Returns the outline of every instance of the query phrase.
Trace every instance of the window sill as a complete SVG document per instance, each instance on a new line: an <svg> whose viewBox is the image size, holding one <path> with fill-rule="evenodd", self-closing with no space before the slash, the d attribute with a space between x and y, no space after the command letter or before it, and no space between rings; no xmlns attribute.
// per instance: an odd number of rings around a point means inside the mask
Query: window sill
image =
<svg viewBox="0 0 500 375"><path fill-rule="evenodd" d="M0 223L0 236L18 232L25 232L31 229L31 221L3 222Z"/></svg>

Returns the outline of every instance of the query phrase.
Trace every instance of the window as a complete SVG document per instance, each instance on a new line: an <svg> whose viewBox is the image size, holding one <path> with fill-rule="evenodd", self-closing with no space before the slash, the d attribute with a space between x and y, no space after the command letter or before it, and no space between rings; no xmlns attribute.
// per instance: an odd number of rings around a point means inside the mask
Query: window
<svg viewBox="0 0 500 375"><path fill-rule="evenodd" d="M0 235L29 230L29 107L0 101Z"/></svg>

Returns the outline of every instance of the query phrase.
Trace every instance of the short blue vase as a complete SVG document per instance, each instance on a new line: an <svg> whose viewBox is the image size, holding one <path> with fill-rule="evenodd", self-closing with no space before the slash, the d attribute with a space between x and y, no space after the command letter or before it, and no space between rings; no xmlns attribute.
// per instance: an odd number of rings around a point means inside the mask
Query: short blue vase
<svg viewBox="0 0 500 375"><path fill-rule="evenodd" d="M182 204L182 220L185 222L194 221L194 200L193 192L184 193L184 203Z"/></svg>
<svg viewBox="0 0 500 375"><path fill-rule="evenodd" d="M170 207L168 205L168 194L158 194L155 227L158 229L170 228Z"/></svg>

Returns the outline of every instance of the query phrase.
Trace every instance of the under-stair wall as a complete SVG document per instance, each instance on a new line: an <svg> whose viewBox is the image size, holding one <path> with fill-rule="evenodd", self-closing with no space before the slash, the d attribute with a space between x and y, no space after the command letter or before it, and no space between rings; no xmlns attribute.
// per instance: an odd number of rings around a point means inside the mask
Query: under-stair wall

## WRITTEN PROBLEM
Exactly as they are written, print the entries again.

## TASK RESPONSE
Returns the outline of every instance of the query phrase.
Trace every instance of the window sill as a complete SVG document per instance, each instance on a new line: an <svg> whose viewBox is the image size, holding one <path> with fill-rule="evenodd", self-closing with no space before the slash, the d attribute with a space between x and y, no space after the command letter or before it, and no space between rings; no xmlns attribute.
// per instance: an odd number of rings around a point means inside the mask
Query: window sill
image =
<svg viewBox="0 0 500 375"><path fill-rule="evenodd" d="M0 223L0 236L18 232L25 232L31 229L31 221L3 222Z"/></svg>

Returns the outline of every instance of the query phrase.
Trace every instance of the window as a complete SVG document per instance, each instance on a new line: an <svg> whose viewBox is the image size, holding one <path> with fill-rule="evenodd", self-closing with no space before the slash, the d attribute with a space between x and y, no space after the command letter or before it, and no space between rings; no xmlns attribute.
// per instance: an odd number of rings around a point means inside the mask
Query: window
<svg viewBox="0 0 500 375"><path fill-rule="evenodd" d="M0 235L29 230L29 107L0 101Z"/></svg>

Returns the outline of every instance of the query phrase.
Trace every instance of the short blue vase as a complete SVG document per instance, each instance on a new line: an <svg> whose viewBox is the image size, holding one <path> with fill-rule="evenodd", self-closing with no space before the slash, the d attribute with a space between x and y, no space after the command letter or before it, and no space between rings; no xmlns attribute.
// per instance: an odd number of rings around a point means inside the mask
Query: short blue vase
<svg viewBox="0 0 500 375"><path fill-rule="evenodd" d="M182 204L182 220L185 222L194 221L194 200L193 192L184 193L184 203Z"/></svg>
<svg viewBox="0 0 500 375"><path fill-rule="evenodd" d="M170 207L168 205L168 194L158 194L155 227L158 229L170 228Z"/></svg>

Returns the outline of every instance of the query phrase.
Trace every instance of the under-stair wall as a complete SVG document per instance, each instance on a new line: an <svg> whose viewBox is the image size, holding one <path> with fill-rule="evenodd", self-closing with no space before the slash, the d attribute with a space between x and y, no space after the command letter or before it, and no space between rings; no xmlns attribute.
// per instance: an odd number of rings around a point means inside the mask
Query: under-stair wall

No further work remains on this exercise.